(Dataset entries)
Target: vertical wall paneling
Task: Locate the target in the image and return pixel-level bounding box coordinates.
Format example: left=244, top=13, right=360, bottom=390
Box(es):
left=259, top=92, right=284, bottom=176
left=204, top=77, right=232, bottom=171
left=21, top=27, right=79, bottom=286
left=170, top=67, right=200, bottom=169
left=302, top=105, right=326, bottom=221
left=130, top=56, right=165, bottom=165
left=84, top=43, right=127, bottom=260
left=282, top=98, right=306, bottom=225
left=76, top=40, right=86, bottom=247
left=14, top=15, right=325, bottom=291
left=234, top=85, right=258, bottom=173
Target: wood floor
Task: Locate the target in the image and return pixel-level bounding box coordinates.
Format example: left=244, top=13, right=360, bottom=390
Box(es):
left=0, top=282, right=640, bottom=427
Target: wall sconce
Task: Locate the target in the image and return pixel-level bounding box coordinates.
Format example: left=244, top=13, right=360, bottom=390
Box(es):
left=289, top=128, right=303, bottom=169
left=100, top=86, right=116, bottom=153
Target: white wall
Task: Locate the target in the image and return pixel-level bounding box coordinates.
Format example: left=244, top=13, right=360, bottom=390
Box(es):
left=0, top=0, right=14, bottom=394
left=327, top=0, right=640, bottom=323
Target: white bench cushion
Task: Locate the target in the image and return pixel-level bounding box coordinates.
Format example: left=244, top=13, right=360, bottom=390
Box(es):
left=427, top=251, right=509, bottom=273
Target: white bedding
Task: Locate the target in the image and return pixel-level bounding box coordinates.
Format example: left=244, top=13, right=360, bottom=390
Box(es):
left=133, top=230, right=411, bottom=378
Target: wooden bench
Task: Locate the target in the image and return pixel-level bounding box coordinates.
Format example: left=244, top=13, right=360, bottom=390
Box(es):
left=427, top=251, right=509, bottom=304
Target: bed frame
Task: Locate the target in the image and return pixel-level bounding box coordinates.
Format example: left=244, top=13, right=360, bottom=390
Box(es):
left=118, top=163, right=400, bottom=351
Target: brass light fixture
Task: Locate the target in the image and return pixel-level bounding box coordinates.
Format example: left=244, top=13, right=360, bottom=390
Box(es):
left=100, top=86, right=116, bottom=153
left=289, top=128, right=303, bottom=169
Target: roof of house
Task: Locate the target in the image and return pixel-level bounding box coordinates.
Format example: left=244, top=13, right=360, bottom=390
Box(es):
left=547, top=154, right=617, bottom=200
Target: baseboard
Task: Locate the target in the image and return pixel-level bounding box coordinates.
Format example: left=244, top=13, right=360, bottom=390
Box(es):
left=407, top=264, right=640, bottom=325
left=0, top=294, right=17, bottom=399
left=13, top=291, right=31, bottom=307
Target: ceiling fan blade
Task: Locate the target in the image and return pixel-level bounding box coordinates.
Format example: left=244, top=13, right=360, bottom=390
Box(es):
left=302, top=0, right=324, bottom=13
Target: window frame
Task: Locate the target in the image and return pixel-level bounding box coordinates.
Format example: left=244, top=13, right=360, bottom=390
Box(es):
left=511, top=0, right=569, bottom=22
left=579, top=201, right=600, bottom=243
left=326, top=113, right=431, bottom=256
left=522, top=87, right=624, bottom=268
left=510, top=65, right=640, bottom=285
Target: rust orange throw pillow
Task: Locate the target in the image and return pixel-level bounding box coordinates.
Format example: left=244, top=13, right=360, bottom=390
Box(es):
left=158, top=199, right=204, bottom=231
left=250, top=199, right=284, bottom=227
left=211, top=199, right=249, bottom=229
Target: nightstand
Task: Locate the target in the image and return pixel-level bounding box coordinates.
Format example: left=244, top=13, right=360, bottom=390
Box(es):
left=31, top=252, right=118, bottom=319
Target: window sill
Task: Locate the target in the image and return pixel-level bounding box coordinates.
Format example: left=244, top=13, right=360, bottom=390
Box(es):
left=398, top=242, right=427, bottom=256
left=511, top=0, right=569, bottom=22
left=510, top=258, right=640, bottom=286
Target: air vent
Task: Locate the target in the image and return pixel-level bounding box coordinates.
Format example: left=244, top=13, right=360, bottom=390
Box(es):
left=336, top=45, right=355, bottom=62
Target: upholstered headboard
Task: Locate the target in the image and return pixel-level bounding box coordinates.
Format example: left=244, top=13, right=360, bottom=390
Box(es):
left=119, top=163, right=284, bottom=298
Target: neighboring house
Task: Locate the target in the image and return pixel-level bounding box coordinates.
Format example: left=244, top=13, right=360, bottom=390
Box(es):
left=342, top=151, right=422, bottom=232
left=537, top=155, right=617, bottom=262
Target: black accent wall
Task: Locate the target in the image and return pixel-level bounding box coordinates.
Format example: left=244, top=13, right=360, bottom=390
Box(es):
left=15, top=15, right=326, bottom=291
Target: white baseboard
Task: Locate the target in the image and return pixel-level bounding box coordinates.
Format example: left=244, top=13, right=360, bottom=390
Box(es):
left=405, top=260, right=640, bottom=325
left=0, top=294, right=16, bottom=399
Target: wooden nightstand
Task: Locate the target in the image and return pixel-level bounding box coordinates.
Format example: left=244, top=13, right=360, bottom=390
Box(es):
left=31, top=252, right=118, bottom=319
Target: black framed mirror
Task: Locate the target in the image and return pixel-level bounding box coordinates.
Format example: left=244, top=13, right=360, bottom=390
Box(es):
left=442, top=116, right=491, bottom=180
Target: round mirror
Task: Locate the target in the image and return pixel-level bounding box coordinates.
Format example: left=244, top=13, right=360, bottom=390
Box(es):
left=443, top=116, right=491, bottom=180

PROBLEM REQUIREMENTS: Please rewrite all of the entries above, changing "Format example" to "Sample format" wherever it appears and keeping everything else the same.

REPLY TO THE EXERCISE:
Target: vertical wall paneling
Task: Locate the target in the image and return pixel-level bounding box coordinates.
Sample format: left=244, top=13, right=360, bottom=390
Box(es):
left=259, top=92, right=284, bottom=176
left=204, top=77, right=232, bottom=171
left=21, top=27, right=79, bottom=286
left=170, top=67, right=200, bottom=169
left=302, top=105, right=326, bottom=221
left=130, top=56, right=165, bottom=165
left=84, top=43, right=127, bottom=260
left=282, top=98, right=306, bottom=225
left=76, top=40, right=86, bottom=247
left=14, top=15, right=325, bottom=291
left=234, top=85, right=258, bottom=173
Target: wood floor
Task: Locate the target in the image and return pixel-level bounding box coordinates.
Sample format: left=244, top=13, right=360, bottom=390
Box(es):
left=0, top=282, right=640, bottom=427
Target: wall sconce
Task: Locate the target in the image and return pixel-level bounding box coordinates.
Sample format: left=244, top=13, right=360, bottom=390
Box(es):
left=289, top=128, right=303, bottom=169
left=100, top=86, right=116, bottom=153
Target: white wall
Task: Locate the target in the image and return pixel-level bounding box coordinates.
Sample format: left=244, top=13, right=360, bottom=390
Box(es):
left=0, top=0, right=14, bottom=394
left=327, top=0, right=640, bottom=323
Target: white bench cushion
Task: Locate the target in the image and return pixel-level bounding box coordinates.
Sample format: left=244, top=13, right=360, bottom=390
Box(es):
left=427, top=251, right=509, bottom=273
Target: white bedding
Task: Locate the target in the image and return pixel-level bounding box coordinates.
Sample format: left=244, top=13, right=360, bottom=390
Box(es):
left=133, top=230, right=411, bottom=378
Target: wooden bench
Task: Locate the target in the image and return pixel-level bounding box coordinates.
Sample format: left=244, top=13, right=360, bottom=390
Box(es):
left=427, top=251, right=509, bottom=304
Target: bed frame
Task: Locate the target in the image and return pixel-level bounding box coordinates.
Sample format: left=244, top=13, right=360, bottom=390
Box(es):
left=118, top=163, right=400, bottom=351
Target: brass light fixture
Task: Locate the target in the image and return pixel-level bounding box coordinates.
Sample format: left=244, top=13, right=360, bottom=390
Box(es):
left=100, top=86, right=116, bottom=153
left=289, top=128, right=303, bottom=169
Target: roof of house
Task: Locate the target in the image and return pixel-level bounding box coordinates.
Sample format: left=244, top=13, right=360, bottom=390
Box(es):
left=547, top=154, right=617, bottom=200
Target: baseboard
Task: Locate the target in the image and return pixel-level bounding box coordinates.
Sample format: left=244, top=13, right=360, bottom=390
Box(es):
left=407, top=264, right=640, bottom=325
left=0, top=294, right=17, bottom=399
left=13, top=291, right=31, bottom=307
Target: ceiling fan blade
Task: Locate the target in the image and return pixel-level bounding box coordinates.
Sample format: left=244, top=13, right=360, bottom=390
Box(es):
left=302, top=0, right=324, bottom=13
Target: window frame
Task: Locate the target in the image and return pixel-level bounding box coordinates.
Sample format: left=244, top=13, right=360, bottom=390
Box(es):
left=511, top=0, right=569, bottom=22
left=579, top=201, right=600, bottom=243
left=326, top=113, right=431, bottom=256
left=522, top=87, right=624, bottom=268
left=510, top=65, right=640, bottom=285
Target: rust orange throw pillow
Task: Locate the target in the image and return pixel-level bounding box coordinates.
Sample format: left=244, top=13, right=360, bottom=390
Box(es):
left=158, top=199, right=204, bottom=231
left=250, top=199, right=284, bottom=227
left=211, top=199, right=249, bottom=229
Target: nightstand
Task: Locate the target in the image and return pixel-level bounding box coordinates.
Sample format: left=244, top=13, right=360, bottom=390
Box(es):
left=31, top=252, right=118, bottom=319
Target: window sill
Task: Locate the target in the image and return pixel-level bounding box coordinates.
Sample format: left=244, top=13, right=360, bottom=390
Box(es):
left=398, top=242, right=427, bottom=256
left=511, top=0, right=569, bottom=22
left=510, top=258, right=640, bottom=286
Target: air vent
Task: Locate the target in the image and return pixel-level bounding box coordinates.
Sample format: left=244, top=13, right=360, bottom=390
Box(es):
left=336, top=45, right=355, bottom=62
Target: upholstered headboard
Task: Locate the target in the image and return pixel-level bounding box coordinates.
Sample format: left=244, top=13, right=360, bottom=390
Box(es):
left=119, top=163, right=284, bottom=298
Target: neighboring house
Task: Locate the target in the image and return pixel-level bounding box coordinates.
Sample format: left=244, top=13, right=360, bottom=390
Box(es):
left=342, top=151, right=422, bottom=232
left=537, top=155, right=617, bottom=262
Target: black accent wall
Task: Locate the target in the image and return pixel-level bounding box coordinates.
Sample format: left=244, top=13, right=360, bottom=390
Box(es):
left=15, top=15, right=326, bottom=291
Target: white baseboard
Task: Locate the target in the image and return pixel-level bounding box coordinates.
Sample format: left=244, top=13, right=360, bottom=390
Box(es):
left=405, top=260, right=640, bottom=325
left=0, top=294, right=16, bottom=399
Target: wooden nightstand
Task: Locate the target in the image and return pixel-level bounding box coordinates.
Sample format: left=244, top=13, right=360, bottom=390
Box(es):
left=31, top=252, right=118, bottom=319
Target: black framed mirror
Task: Locate the target in the image and return pixel-level bounding box coordinates.
Sample format: left=244, top=13, right=360, bottom=390
Box(es):
left=442, top=116, right=491, bottom=180
Target: round mirror
Task: Locate the target in the image and return pixel-level bounding box coordinates.
Sample format: left=244, top=13, right=360, bottom=390
Box(es):
left=443, top=116, right=491, bottom=180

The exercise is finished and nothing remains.